__PASSAGE CITÉ__.
········

Exemple de malversation chez Acharya S

[Texte de Paul de Man obtenu à travers Albert McIlhenny]

Certains se demandent peut-être d’où vient ma virulence envers les astrothéologiens dans la mesure où dans notre chère France, terre des arts, des armes et des lois, on est plus souvent confronté à des mythistes athées rationnalistes à la Onfray. Hé bien c’est qu’ils ont eu un impact mondial récemment à cause de Zeitgeist (2007) le film de Peter Joseph. Si vous me trouvez tout aussi obsédé à propos de Zeitgeist je ne nierai pas, cependant, je constate tous les jours que des prétentions absurdes de ce film se retrouvent encore arborées sérieusement tous les jours par des gens qui se prétendent rationnels et éclairés. A la Soupe Populaire, nous accueillions une fois une bénévole qui étudie à l’école hôtelière et qui vient de la région de Qindao en Chine. On discute, on parle de communisme (forcément) et à un moment elle mentionne le film qu’absolument il faut que je voie, mais dans le bar bruissant de musique sud-américaine je peine à comprendre le nom du film. Elle l’écrit alors sur une serviette et la retourne vers moi. En lettres majuscules et sinistres je lis alors

ZEITGEIST

C’était plus pour le côté utopiste de Zeitgeist (et le Venus Project) mais je continue de rencontrer des gens randoms qui l’ont vu.

········

__CONSIGNE__. Relevez tous les noms de personnes cités dans le passage sur Zeitgeist, y compris dans le titre et dans la ligne entre crochets.

__EXTRAIT DES DONNÉES__.
········

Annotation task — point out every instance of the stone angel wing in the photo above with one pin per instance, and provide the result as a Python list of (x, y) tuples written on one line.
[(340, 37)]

········

__RÉPONSE FINALE__. Acharya S, Paul de Man, Albert McIlhenny, Onfray, Peter Joseph